■ Exercise details ■
Go to the line that contains "Place one keypoint on each instance of the helicopter rotor", then write out that line and all that follow to the end of the listing, exactly and without pictures.

* Begin Extracted entries *

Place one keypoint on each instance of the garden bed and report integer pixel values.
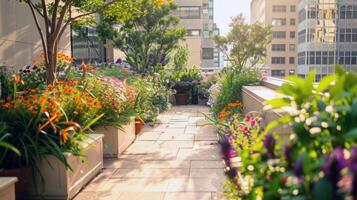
(60, 183)
(117, 140)
(7, 188)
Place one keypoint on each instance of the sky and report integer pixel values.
(226, 9)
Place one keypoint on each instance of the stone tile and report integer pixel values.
(174, 131)
(192, 154)
(206, 137)
(175, 144)
(142, 196)
(148, 136)
(202, 173)
(135, 164)
(115, 163)
(175, 137)
(188, 196)
(152, 157)
(150, 172)
(204, 164)
(191, 129)
(198, 144)
(135, 185)
(194, 185)
(101, 178)
(103, 195)
(207, 130)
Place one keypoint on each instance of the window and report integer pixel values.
(277, 73)
(278, 60)
(193, 32)
(207, 53)
(354, 58)
(189, 12)
(279, 8)
(318, 57)
(301, 58)
(348, 35)
(279, 34)
(291, 47)
(279, 22)
(302, 36)
(278, 47)
(292, 60)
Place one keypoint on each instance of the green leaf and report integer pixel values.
(323, 190)
(279, 102)
(352, 134)
(325, 83)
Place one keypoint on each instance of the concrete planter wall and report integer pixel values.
(60, 183)
(117, 140)
(7, 188)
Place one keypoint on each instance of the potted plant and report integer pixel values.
(117, 99)
(184, 80)
(48, 127)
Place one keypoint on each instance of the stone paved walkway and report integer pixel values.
(175, 160)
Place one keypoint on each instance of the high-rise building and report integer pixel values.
(197, 17)
(20, 41)
(282, 17)
(327, 33)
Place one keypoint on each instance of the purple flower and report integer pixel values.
(269, 144)
(333, 165)
(298, 171)
(287, 154)
(352, 162)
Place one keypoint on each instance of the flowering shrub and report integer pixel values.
(319, 159)
(117, 97)
(52, 121)
(229, 88)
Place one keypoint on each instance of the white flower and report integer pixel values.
(324, 124)
(295, 192)
(315, 130)
(308, 121)
(329, 109)
(302, 117)
(267, 107)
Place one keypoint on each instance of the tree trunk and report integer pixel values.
(52, 62)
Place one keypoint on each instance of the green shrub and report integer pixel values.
(230, 88)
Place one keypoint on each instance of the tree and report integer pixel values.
(146, 41)
(52, 18)
(245, 45)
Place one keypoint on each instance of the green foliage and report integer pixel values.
(146, 41)
(230, 88)
(319, 156)
(245, 45)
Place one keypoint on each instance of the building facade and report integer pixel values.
(327, 33)
(282, 16)
(20, 43)
(197, 17)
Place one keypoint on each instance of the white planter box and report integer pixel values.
(60, 183)
(7, 188)
(117, 140)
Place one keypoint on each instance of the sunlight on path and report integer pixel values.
(177, 159)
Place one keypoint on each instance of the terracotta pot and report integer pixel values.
(138, 126)
(181, 98)
(24, 177)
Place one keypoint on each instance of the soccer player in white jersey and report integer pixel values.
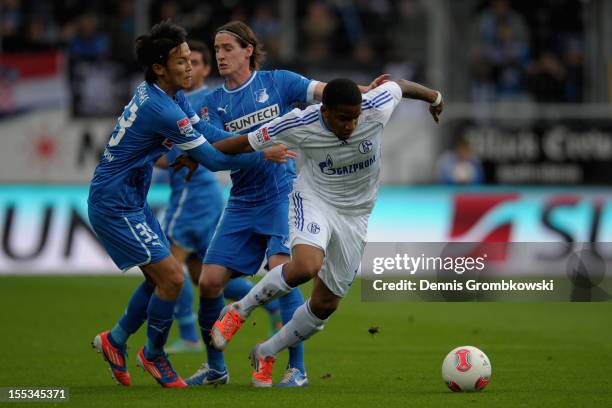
(331, 202)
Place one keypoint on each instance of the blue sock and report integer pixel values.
(210, 308)
(237, 288)
(134, 316)
(272, 307)
(183, 313)
(288, 304)
(159, 322)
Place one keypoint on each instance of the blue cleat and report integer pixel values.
(206, 376)
(293, 378)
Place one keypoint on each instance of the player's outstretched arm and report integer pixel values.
(234, 145)
(214, 160)
(413, 90)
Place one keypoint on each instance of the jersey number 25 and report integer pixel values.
(124, 123)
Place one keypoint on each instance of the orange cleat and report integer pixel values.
(262, 376)
(161, 369)
(225, 327)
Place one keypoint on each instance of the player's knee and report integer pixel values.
(211, 283)
(175, 281)
(308, 267)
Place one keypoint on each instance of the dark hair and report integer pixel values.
(199, 46)
(154, 46)
(245, 37)
(341, 91)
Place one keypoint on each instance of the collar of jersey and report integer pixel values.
(241, 87)
(195, 91)
(162, 91)
(323, 124)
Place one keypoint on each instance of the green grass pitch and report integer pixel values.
(543, 354)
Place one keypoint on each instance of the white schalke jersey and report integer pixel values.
(344, 174)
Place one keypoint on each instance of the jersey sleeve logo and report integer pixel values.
(365, 146)
(167, 143)
(204, 113)
(262, 136)
(261, 95)
(185, 127)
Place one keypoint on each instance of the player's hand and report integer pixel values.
(279, 154)
(185, 161)
(378, 81)
(436, 111)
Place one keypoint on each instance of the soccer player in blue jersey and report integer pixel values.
(194, 210)
(150, 125)
(255, 220)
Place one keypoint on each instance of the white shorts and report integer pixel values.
(342, 237)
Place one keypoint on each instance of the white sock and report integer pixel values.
(270, 287)
(302, 326)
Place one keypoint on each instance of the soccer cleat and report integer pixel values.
(262, 376)
(206, 375)
(184, 346)
(293, 378)
(114, 356)
(161, 369)
(225, 327)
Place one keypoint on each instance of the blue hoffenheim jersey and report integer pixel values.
(263, 97)
(148, 127)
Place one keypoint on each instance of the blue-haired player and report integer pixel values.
(150, 125)
(194, 209)
(255, 220)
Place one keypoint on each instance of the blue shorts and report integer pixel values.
(131, 240)
(245, 236)
(191, 226)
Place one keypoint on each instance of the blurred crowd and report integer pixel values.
(518, 50)
(527, 51)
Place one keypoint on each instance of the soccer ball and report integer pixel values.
(466, 368)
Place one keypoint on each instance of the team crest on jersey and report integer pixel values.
(313, 228)
(365, 146)
(185, 126)
(327, 165)
(204, 113)
(261, 95)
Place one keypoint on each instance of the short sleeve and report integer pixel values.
(295, 87)
(382, 101)
(286, 129)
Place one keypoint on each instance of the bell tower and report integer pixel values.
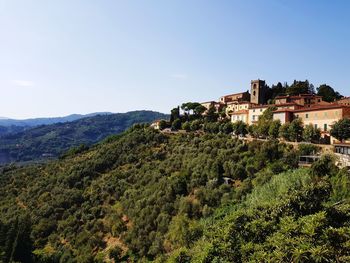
(258, 92)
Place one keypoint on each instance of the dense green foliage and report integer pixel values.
(4, 130)
(136, 196)
(328, 93)
(5, 122)
(341, 129)
(297, 216)
(52, 140)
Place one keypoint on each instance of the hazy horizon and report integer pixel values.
(62, 57)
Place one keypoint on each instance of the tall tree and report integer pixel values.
(341, 129)
(328, 93)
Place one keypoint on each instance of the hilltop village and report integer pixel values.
(302, 105)
(310, 108)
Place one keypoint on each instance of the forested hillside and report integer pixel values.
(25, 123)
(50, 141)
(186, 197)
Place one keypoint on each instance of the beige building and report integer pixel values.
(305, 100)
(241, 115)
(237, 97)
(323, 117)
(217, 105)
(344, 101)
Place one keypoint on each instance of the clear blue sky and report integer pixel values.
(61, 57)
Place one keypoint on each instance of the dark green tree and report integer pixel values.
(341, 129)
(328, 93)
(296, 130)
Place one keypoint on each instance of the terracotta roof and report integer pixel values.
(283, 110)
(257, 106)
(229, 95)
(298, 96)
(322, 107)
(208, 102)
(240, 112)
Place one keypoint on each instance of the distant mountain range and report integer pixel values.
(44, 121)
(52, 140)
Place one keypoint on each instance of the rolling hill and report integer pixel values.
(144, 196)
(50, 141)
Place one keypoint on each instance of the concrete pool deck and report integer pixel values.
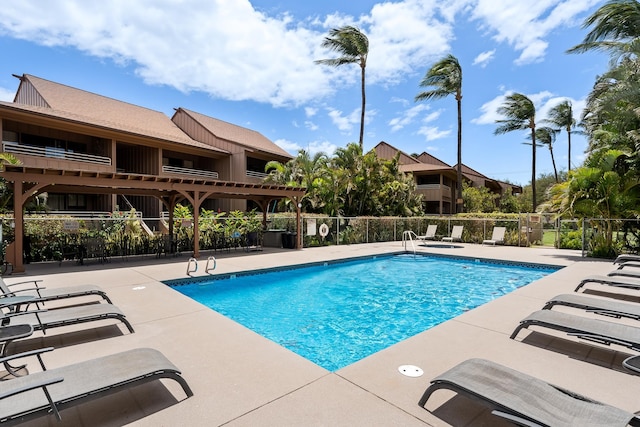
(242, 379)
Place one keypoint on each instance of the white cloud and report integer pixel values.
(7, 94)
(310, 125)
(227, 49)
(489, 111)
(432, 133)
(406, 35)
(344, 123)
(406, 117)
(431, 116)
(524, 25)
(543, 101)
(232, 51)
(288, 146)
(312, 148)
(322, 147)
(484, 58)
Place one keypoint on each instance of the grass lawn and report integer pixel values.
(549, 238)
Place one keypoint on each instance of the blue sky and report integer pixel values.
(251, 63)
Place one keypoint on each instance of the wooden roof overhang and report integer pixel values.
(28, 182)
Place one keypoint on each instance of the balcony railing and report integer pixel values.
(433, 187)
(59, 153)
(190, 172)
(255, 174)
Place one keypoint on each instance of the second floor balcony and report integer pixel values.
(53, 152)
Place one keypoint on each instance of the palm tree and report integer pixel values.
(547, 136)
(561, 116)
(446, 79)
(616, 26)
(353, 47)
(520, 114)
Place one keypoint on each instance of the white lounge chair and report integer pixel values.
(456, 234)
(497, 237)
(431, 232)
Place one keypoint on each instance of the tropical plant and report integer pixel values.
(302, 171)
(606, 187)
(445, 76)
(350, 183)
(561, 116)
(353, 47)
(616, 28)
(520, 114)
(479, 199)
(547, 136)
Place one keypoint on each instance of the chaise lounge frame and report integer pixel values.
(523, 399)
(51, 391)
(595, 330)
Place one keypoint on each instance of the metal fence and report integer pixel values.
(49, 236)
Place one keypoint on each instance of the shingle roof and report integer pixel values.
(424, 167)
(78, 105)
(237, 134)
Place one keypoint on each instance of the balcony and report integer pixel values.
(190, 172)
(255, 174)
(433, 187)
(53, 152)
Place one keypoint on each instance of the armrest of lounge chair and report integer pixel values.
(34, 281)
(602, 340)
(43, 385)
(515, 419)
(36, 353)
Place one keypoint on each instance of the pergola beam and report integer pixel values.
(27, 182)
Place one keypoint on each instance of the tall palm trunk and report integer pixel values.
(534, 203)
(362, 109)
(569, 144)
(459, 204)
(553, 162)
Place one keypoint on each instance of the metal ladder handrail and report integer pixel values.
(195, 263)
(408, 235)
(207, 268)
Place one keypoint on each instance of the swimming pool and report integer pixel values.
(336, 314)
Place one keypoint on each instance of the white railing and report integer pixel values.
(190, 172)
(255, 174)
(60, 153)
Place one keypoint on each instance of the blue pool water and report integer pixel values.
(337, 314)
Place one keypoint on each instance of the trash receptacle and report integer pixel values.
(289, 240)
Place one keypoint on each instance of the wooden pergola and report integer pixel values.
(27, 182)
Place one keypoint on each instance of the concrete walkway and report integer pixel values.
(242, 379)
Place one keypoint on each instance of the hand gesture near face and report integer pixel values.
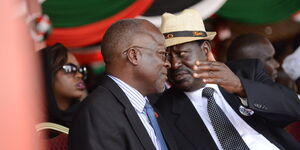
(213, 72)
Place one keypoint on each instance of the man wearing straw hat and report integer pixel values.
(216, 106)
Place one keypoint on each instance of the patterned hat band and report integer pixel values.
(185, 34)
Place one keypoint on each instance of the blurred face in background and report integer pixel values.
(68, 81)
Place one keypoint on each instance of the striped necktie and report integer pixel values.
(150, 113)
(228, 136)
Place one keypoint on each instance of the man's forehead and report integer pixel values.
(183, 46)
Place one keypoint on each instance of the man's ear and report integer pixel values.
(207, 49)
(133, 55)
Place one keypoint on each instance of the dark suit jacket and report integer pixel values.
(108, 121)
(274, 106)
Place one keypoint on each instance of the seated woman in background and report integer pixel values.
(64, 83)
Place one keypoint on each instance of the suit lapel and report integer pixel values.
(130, 113)
(166, 132)
(190, 123)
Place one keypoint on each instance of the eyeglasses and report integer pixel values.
(164, 56)
(73, 69)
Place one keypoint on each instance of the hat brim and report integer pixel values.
(181, 40)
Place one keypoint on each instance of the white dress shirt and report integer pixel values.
(138, 101)
(253, 139)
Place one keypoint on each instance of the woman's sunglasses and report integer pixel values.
(73, 69)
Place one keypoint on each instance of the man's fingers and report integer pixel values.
(206, 74)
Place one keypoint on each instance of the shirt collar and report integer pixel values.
(137, 100)
(197, 94)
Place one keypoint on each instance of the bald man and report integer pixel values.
(117, 114)
(251, 46)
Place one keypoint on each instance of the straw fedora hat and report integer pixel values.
(185, 27)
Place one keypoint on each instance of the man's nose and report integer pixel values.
(175, 62)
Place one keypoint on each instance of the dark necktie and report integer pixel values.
(228, 136)
(155, 126)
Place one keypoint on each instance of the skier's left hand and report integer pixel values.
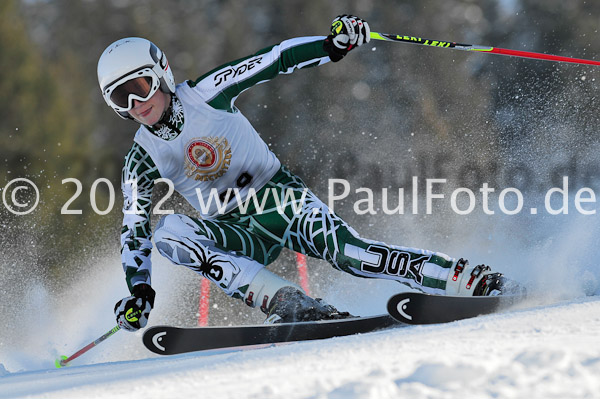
(132, 312)
(347, 32)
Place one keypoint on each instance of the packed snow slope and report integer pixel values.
(549, 351)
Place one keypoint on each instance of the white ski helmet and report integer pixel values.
(128, 59)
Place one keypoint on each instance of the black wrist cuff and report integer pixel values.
(335, 54)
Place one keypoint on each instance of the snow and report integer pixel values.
(547, 352)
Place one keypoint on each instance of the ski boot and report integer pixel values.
(290, 305)
(465, 280)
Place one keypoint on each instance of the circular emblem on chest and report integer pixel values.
(202, 154)
(207, 158)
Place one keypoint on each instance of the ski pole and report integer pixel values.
(483, 49)
(63, 360)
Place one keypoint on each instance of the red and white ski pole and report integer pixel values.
(64, 360)
(478, 48)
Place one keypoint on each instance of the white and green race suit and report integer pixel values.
(207, 149)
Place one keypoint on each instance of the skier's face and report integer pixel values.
(149, 112)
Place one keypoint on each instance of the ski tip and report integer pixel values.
(60, 362)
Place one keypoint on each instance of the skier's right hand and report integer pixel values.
(132, 312)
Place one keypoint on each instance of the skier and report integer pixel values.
(193, 135)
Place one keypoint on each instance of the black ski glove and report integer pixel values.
(132, 312)
(347, 32)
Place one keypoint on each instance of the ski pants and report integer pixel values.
(231, 249)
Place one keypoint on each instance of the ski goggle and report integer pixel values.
(140, 86)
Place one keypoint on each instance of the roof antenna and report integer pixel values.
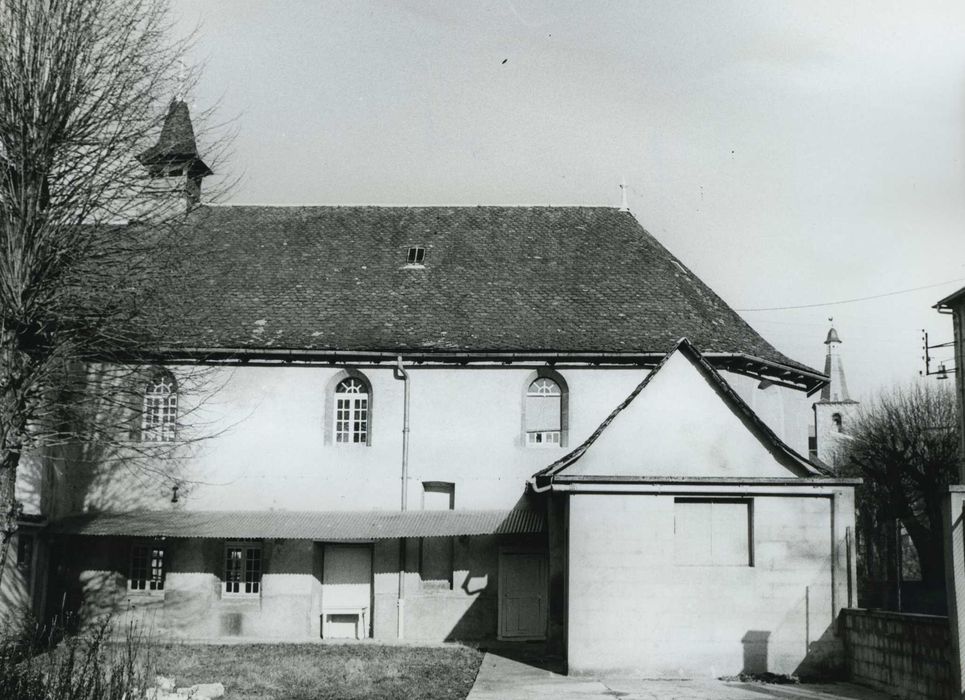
(623, 195)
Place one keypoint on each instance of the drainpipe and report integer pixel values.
(401, 374)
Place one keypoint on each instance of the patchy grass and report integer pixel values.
(324, 671)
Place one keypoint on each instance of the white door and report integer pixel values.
(346, 590)
(522, 595)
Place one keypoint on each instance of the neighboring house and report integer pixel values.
(458, 423)
(834, 411)
(954, 304)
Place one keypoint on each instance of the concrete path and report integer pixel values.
(501, 678)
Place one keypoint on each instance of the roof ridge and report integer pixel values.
(268, 205)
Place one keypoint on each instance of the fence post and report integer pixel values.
(954, 535)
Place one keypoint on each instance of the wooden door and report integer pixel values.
(522, 595)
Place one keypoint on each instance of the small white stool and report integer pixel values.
(359, 613)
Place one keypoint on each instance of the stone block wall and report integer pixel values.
(906, 655)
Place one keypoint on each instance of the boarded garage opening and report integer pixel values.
(712, 532)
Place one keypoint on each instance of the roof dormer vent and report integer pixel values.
(415, 256)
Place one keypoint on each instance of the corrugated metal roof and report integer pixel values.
(350, 525)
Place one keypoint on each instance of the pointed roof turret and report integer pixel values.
(837, 389)
(176, 152)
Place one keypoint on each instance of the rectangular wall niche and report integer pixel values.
(713, 532)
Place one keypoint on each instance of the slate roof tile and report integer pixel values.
(526, 279)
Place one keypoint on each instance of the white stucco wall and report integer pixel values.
(264, 441)
(632, 608)
(679, 426)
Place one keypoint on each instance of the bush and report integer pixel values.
(41, 664)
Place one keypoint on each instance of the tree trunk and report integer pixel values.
(930, 548)
(9, 508)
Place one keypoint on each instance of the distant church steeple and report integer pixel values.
(176, 153)
(835, 409)
(837, 388)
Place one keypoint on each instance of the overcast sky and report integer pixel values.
(789, 154)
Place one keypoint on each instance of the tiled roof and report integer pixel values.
(330, 526)
(495, 279)
(788, 456)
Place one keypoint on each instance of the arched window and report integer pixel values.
(352, 411)
(836, 422)
(159, 416)
(543, 413)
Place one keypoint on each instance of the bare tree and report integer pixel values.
(905, 446)
(85, 86)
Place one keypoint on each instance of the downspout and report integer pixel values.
(400, 373)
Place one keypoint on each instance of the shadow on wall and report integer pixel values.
(755, 651)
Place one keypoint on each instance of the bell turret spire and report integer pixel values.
(835, 409)
(176, 153)
(837, 388)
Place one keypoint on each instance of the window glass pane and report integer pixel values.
(543, 413)
(730, 534)
(436, 499)
(159, 412)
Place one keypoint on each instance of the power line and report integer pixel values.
(851, 301)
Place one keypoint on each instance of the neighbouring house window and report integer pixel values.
(437, 552)
(712, 532)
(243, 566)
(543, 413)
(352, 411)
(147, 567)
(25, 551)
(160, 412)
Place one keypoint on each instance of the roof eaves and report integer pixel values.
(954, 296)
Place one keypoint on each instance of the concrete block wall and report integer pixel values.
(909, 656)
(632, 608)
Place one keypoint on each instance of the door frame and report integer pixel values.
(544, 554)
(370, 545)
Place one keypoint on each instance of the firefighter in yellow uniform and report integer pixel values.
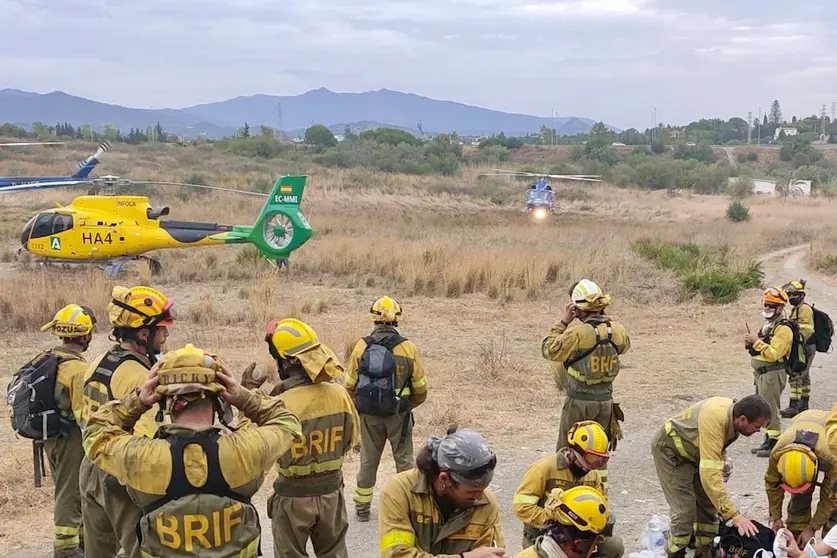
(769, 349)
(689, 454)
(140, 318)
(576, 520)
(589, 353)
(803, 451)
(192, 482)
(803, 315)
(443, 507)
(73, 324)
(573, 465)
(385, 408)
(307, 499)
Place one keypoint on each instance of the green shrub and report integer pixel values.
(737, 212)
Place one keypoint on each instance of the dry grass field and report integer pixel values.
(479, 282)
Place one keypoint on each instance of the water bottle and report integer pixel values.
(655, 535)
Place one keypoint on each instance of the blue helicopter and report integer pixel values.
(81, 176)
(540, 197)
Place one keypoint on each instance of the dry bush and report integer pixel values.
(456, 251)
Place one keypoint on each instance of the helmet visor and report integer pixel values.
(799, 489)
(166, 317)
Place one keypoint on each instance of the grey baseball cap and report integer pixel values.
(466, 455)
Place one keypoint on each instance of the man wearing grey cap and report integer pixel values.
(443, 506)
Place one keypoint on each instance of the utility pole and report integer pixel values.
(749, 127)
(822, 122)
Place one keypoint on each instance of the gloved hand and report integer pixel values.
(249, 380)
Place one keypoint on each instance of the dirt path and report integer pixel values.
(634, 491)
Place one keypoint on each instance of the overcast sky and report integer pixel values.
(614, 60)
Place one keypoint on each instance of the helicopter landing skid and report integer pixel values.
(114, 267)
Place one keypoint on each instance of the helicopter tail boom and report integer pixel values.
(280, 227)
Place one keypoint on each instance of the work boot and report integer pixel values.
(791, 410)
(765, 451)
(362, 512)
(764, 445)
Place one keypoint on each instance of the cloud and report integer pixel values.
(615, 60)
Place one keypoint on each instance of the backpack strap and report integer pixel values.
(390, 342)
(599, 341)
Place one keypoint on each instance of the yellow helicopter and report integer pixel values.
(113, 230)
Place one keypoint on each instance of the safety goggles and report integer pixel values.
(477, 475)
(798, 490)
(595, 459)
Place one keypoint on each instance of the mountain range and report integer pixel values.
(292, 114)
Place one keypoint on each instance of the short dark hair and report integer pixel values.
(753, 407)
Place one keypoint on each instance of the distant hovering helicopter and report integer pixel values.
(113, 230)
(81, 176)
(540, 198)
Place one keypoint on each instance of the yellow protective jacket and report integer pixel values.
(67, 396)
(803, 315)
(146, 466)
(410, 524)
(110, 377)
(408, 363)
(812, 421)
(545, 474)
(769, 353)
(700, 435)
(590, 373)
(313, 465)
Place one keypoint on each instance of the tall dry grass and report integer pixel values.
(480, 283)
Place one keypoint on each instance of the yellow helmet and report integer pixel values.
(797, 468)
(385, 310)
(188, 370)
(587, 295)
(583, 507)
(775, 296)
(590, 440)
(71, 321)
(139, 307)
(794, 287)
(289, 337)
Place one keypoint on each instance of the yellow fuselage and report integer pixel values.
(106, 227)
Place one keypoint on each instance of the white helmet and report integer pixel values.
(585, 288)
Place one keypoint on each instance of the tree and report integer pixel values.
(775, 112)
(320, 137)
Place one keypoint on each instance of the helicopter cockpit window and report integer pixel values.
(62, 223)
(43, 225)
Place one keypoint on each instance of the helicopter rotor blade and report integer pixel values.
(27, 143)
(40, 185)
(128, 181)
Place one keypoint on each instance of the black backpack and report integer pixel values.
(796, 361)
(730, 544)
(823, 330)
(31, 395)
(377, 376)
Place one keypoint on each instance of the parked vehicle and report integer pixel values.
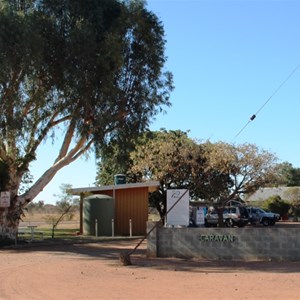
(232, 216)
(259, 216)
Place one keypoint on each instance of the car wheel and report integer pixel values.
(265, 222)
(229, 223)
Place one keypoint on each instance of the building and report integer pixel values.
(285, 193)
(130, 203)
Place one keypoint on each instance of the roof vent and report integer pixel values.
(119, 179)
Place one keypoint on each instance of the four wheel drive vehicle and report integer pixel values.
(259, 216)
(232, 216)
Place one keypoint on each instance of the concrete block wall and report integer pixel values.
(249, 243)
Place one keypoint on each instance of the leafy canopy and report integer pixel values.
(91, 70)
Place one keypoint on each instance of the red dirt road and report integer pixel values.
(93, 271)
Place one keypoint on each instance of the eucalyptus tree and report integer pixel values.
(92, 71)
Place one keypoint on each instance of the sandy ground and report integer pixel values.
(93, 271)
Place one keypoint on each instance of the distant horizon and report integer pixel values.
(227, 58)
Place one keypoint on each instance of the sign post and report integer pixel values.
(179, 214)
(5, 199)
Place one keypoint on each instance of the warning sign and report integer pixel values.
(5, 199)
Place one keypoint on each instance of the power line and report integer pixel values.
(275, 92)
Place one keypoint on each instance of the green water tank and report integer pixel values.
(98, 212)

* End Extracted entries *

■ Correct result ■
Place one keypoint on each instance of the helicopter rotor blade and report integer pixel values.
(27, 143)
(40, 185)
(128, 181)
Place one keypoint on each instance of the black backpack and report integer pixel values.
(796, 361)
(730, 544)
(823, 330)
(31, 395)
(377, 376)
Place one keypoint on each instance of the parked vehicle and report integer pixel values.
(232, 216)
(259, 216)
Place one keypoint on each instance of the car wheel and report integer pixel values.
(265, 222)
(229, 223)
Place one keypoint on each instance of the building and report integer pixel values.
(285, 193)
(130, 203)
Place one keypoint on each instance of the roof vent and report integer pixel values.
(119, 179)
Place one keypoint on each instance of the four wheel drive vehicle and report integer pixel values.
(259, 216)
(232, 216)
Place one keypoint on each instance of the concrete block wall and report integer pixel values.
(249, 243)
Place one keypoint on each instance of the leafy canopy and report integer pixel values.
(91, 70)
Place one keypoint on each instance of the red dirt road and report integer pixel values.
(93, 271)
Place one keypoint on each instance of the eucalyptus tree and report integer pixel values.
(92, 71)
Place one keypoint on each instance of the sandy ground and report integer pixel values.
(93, 271)
Place one keypoint on each instance of the distant horizon and report integer pixel values.
(227, 58)
Place one keypoint on each instance of the sign post and report integer pixel values.
(179, 214)
(5, 199)
Place one keypoint on each instance of the warning sign and report integer pixel values.
(5, 199)
Place one keypoint on each instance of the power line and report integer pixel values.
(275, 92)
Place one keypoint on each instance of the green water tank and report integer pixel values.
(98, 212)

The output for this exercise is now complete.